Written instruction –
Render the rows below as a two-column CSV with the header instruction,coordinates and one line for each row. Put each row's text and its answer in their own quoted fields, replace line breaks with spaces, and leave out the pictures.

Location identification entries
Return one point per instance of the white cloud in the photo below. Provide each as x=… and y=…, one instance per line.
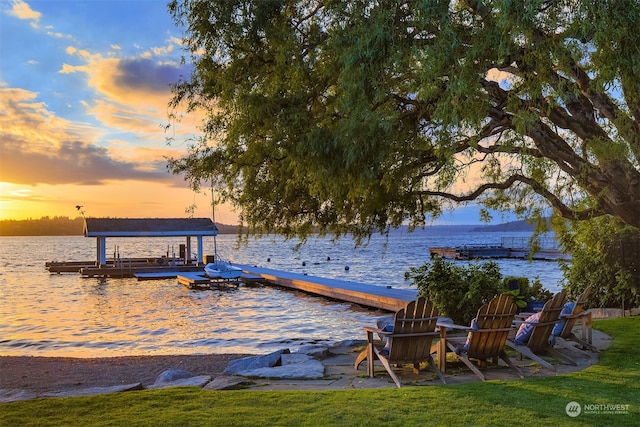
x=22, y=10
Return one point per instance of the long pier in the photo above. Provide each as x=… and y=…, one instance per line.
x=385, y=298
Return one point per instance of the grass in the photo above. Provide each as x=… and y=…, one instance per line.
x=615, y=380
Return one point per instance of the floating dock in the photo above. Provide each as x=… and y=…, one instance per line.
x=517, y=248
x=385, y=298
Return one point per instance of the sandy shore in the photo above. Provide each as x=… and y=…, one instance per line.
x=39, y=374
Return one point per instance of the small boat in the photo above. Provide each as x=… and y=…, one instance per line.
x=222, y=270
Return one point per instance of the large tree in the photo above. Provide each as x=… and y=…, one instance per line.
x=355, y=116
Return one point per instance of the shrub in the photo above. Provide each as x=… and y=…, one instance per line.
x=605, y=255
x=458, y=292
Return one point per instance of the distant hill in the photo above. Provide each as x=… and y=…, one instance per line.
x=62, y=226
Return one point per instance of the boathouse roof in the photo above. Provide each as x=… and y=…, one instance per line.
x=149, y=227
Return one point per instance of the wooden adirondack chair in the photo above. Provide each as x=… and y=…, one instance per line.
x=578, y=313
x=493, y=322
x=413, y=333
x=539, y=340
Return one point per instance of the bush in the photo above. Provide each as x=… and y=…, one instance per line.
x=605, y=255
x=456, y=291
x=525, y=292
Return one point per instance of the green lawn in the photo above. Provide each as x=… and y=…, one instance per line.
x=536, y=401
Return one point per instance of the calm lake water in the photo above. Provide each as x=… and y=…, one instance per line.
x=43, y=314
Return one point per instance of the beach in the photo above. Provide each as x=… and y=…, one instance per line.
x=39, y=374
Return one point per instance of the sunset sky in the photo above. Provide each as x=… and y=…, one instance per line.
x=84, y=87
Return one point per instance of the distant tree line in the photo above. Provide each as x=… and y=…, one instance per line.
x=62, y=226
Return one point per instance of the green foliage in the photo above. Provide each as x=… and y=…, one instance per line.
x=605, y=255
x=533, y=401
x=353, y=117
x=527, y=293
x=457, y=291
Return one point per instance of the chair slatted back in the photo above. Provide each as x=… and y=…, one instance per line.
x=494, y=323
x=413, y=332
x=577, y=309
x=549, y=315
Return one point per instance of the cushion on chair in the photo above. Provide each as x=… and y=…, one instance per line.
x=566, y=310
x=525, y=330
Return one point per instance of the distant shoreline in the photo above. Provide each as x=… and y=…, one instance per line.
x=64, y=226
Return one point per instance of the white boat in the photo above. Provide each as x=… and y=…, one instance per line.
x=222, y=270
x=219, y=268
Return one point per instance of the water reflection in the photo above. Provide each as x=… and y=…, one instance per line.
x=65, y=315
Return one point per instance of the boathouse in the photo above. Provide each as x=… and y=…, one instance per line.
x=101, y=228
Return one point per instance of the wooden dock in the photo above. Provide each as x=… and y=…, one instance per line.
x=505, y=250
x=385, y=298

Result for this task –
instruction,coordinates
"Return one point per instance of the white cloud in the photo below. Provide each as x=… and y=…, one instance per line.","x=22, y=10"
"Return one point per instance of the long pier in the photo above. Provide each as x=… and y=…, one instance per line.","x=385, y=298"
"Return one point per instance of the grass in the photo above. Provide each as x=… and y=…, one instance per line.","x=615, y=380"
"Return one point per instance of the floating dock in the photo above. Provide each as x=… and y=…, one instance per line.","x=517, y=248 x=385, y=298"
"Return one point per instance of the sandy shore in the photo above. Provide each as x=… and y=…, one instance per line.","x=39, y=374"
"Return one point per instance of the small boat in the photo above. Provide each as x=… and y=…, one instance per line.","x=222, y=270"
"Return one point per instance of the large tree in the photo above. Provide each as x=… and y=…, one instance per line.","x=355, y=116"
"Return one point per instance of the shrub in the photo above. Provide each as x=… and y=…, one instance per line.","x=605, y=255 x=458, y=292"
"Return one point per instance of the distant hill in the photo above. Provide each as x=… and y=…, one instance per line.","x=62, y=226"
"Return one point per instance of the boathouse roof in the photo above. Provide each as x=… and y=…, one instance per line.","x=149, y=227"
"Return one point per instance of the wooden adirondack chair in the photo above. Provide each as x=… and y=…, one instance per line.","x=578, y=313 x=493, y=322 x=413, y=333 x=539, y=340"
"Return one point per instance of the bush in the photo above. Provide each as x=… and y=…, one instance per line.","x=605, y=255 x=456, y=291 x=525, y=292"
"Return one point per instance of the green lawn in the photo above. Provide each as x=… and y=…, one instance per line.","x=536, y=401"
"Return one point per instance of the calm lake water in the photo above. Provide each as x=… and y=…, one instance per line.","x=43, y=314"
"Return one point per instance of the beach in the photo above. Provide each as x=… and y=…, one instance per line.","x=39, y=374"
"Return one point per instance of the sunset sky in the photo above. Provide each as x=… and y=…, one instance per line.","x=84, y=87"
"Return one point per instance of the distant tree line in the photo above. Provide each as x=… and y=…, one instance per line.","x=62, y=226"
"Return one point per instance of the green foliage in the photo above. Provide each as x=… and y=…, one instance per line.","x=605, y=255 x=533, y=401 x=353, y=117 x=527, y=293 x=457, y=291"
"Return one point per instance of the chair slatted back in the photo above. Provide each as x=… and y=…, one instance per line.","x=494, y=323 x=413, y=332 x=577, y=309 x=549, y=315"
"Return one point per instance of the cushion on chair in the photo above. Provide each as x=… and y=…, one instance per line.","x=566, y=310 x=525, y=330"
"Return one point per instance of the distant shoreline in the photo above. Provide each as x=… and y=…, one instance per line.","x=64, y=226"
"Return one point per instance of the white boat in the photo above. Provide each as x=… and y=…, one instance per line.","x=222, y=270 x=219, y=268"
"Return one point per instance of the water reflection in the photo above. Provide each as x=… and y=…, one instance per line.","x=65, y=315"
"Return one point per instance of the boathouse in the photo above. Provide each as x=… and y=…, one instance per line.","x=101, y=228"
"Return one point per instance of the wooden dock in the photo above. Provide each as x=… and y=…, one instance per line.","x=505, y=250 x=385, y=298"